START RECORDS FOR THIS TASK
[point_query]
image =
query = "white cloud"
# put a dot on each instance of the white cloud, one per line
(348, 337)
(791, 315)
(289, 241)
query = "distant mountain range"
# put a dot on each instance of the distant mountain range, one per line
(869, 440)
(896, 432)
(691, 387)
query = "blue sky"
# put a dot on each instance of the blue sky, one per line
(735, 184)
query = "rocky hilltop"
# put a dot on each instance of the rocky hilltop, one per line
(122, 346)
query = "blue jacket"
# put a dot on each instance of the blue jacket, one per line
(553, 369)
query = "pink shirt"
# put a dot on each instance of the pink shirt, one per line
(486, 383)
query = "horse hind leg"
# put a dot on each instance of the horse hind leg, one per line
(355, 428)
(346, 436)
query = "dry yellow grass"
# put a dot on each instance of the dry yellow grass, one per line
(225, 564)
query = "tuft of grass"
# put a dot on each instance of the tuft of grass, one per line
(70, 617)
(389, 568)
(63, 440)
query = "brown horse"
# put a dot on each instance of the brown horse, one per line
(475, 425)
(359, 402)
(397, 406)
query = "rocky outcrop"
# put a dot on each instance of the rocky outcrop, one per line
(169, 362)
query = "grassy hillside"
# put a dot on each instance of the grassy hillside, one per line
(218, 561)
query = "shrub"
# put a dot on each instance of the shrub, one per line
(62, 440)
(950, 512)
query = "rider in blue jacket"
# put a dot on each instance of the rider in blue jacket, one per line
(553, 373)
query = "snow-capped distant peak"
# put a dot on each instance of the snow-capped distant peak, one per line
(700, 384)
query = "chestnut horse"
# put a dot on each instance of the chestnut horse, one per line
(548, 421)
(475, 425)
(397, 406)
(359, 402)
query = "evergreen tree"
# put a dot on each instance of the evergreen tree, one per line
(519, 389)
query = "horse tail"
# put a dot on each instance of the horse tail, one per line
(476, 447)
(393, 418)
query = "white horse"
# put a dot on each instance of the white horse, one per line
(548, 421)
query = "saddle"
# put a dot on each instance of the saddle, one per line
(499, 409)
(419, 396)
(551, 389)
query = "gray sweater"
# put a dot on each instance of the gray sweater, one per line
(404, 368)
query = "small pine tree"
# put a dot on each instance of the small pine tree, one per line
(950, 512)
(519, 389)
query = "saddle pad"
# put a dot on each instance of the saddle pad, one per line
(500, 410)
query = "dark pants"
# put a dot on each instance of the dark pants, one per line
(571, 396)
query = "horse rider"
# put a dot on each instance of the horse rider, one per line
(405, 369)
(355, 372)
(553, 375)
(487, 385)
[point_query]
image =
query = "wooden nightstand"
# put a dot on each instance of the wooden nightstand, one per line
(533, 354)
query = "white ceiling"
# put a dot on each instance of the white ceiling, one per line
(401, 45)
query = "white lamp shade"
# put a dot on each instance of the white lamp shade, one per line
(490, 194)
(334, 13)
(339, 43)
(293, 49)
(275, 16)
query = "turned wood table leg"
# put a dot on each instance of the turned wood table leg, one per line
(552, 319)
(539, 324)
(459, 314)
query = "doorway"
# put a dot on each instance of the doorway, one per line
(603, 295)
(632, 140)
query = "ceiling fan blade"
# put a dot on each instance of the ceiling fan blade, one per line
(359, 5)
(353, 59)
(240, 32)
END RECORDS FOR THIS TASK
WORK TO COMPLETE:
Each entry must be output exactly as it was written.

TASK RESULT:
[point_query]
image =
query = "white cloud"
# put a dot on each instance of the white cloud, one per line
(348, 337)
(791, 315)
(289, 241)
query = "distant mountain range"
# put a dot on each instance of the distant mountain range, one per line
(869, 440)
(896, 432)
(691, 387)
query = "blue sky"
# put a dot on each instance of the blue sky, one per line
(735, 184)
query = "rocky hilltop"
# put a dot on each instance of the rocky hilltop, one per line
(122, 346)
query = "blue jacket"
# put a dot on each instance of the blue jacket, one per line
(553, 369)
query = "pink shirt"
# put a dot on each instance of the pink shirt, one per line
(486, 383)
query = "horse hind leg"
# put a dot on each instance of the horse hind leg, one per line
(355, 428)
(346, 436)
query = "dry yellow grass"
# put a dot on each instance of the dry yellow grass, one per line
(225, 564)
query = "tuft of grass"
# put a dot on each instance of the tuft of grass, one per line
(70, 617)
(389, 568)
(63, 440)
query = "brown horse"
# put a dot on each instance of the brown horse, one per line
(475, 425)
(359, 402)
(397, 406)
query = "rocky outcrop"
# put a dot on each instance of the rocky outcrop, one per line
(169, 362)
query = "grassy hillside"
# put a dot on each instance of the grassy hillside, one per line
(218, 561)
query = "shrub"
# put a dot on each instance of the shrub, one per line
(62, 440)
(950, 512)
query = "rider in blue jacket"
# put a dot on each instance of the rider in blue jacket, one per line
(553, 373)
query = "snow-capped distant peak"
# put a dot on each instance of the snow-capped distant peak, one per line
(700, 384)
query = "chestnut horse"
# put a dot on each instance of the chestnut horse, one per line
(548, 421)
(475, 425)
(397, 406)
(359, 402)
query = "evergreen tree"
# put a dot on each instance of the evergreen tree, one per line
(519, 389)
query = "horse tail"
# put a dot on each instance of the horse tail, one per line
(476, 447)
(393, 418)
query = "white horse"
# put a dot on each instance of the white horse, one per line
(548, 421)
query = "saddle"
# put a dot on each instance of the saddle, one per line
(499, 409)
(419, 396)
(551, 389)
query = "gray sweater"
# put a dot on each instance of the gray sweater, one per line
(404, 368)
query = "small pine tree"
# put a dot on each instance of the small pine tree, one per line
(950, 512)
(519, 389)
query = "saddle pad"
# put a dot on each instance of the saddle pad, one per line
(500, 410)
query = "dark pants"
# put a dot on each instance of the dark pants, one per line
(571, 396)
query = "horse rider"
# put a dot on each instance of the horse rider, one per line
(405, 369)
(355, 372)
(553, 375)
(487, 385)
[point_query]
image =
query = "wooden nightstand"
# put a dot on each instance of the wooden nightstand, one per line
(533, 354)
query = "white ceiling"
# put a dot on each instance of the white ceiling, one per line
(401, 45)
query = "white lamp shade"
# put a dot on each instance of the white lamp shade, one per line
(490, 194)
(334, 13)
(339, 43)
(293, 49)
(275, 16)
query = "turned wood table leg"
# put a dot on each instance of the turned wood table leg, one per line
(552, 319)
(539, 324)
(459, 314)
query = "doorway"
# put a dot on each instance of the doorway, one per line
(603, 295)
(632, 140)
query = "ceiling fan blade"
# put a dot on each instance of the ceiling fan blade, one per line
(359, 5)
(353, 59)
(240, 32)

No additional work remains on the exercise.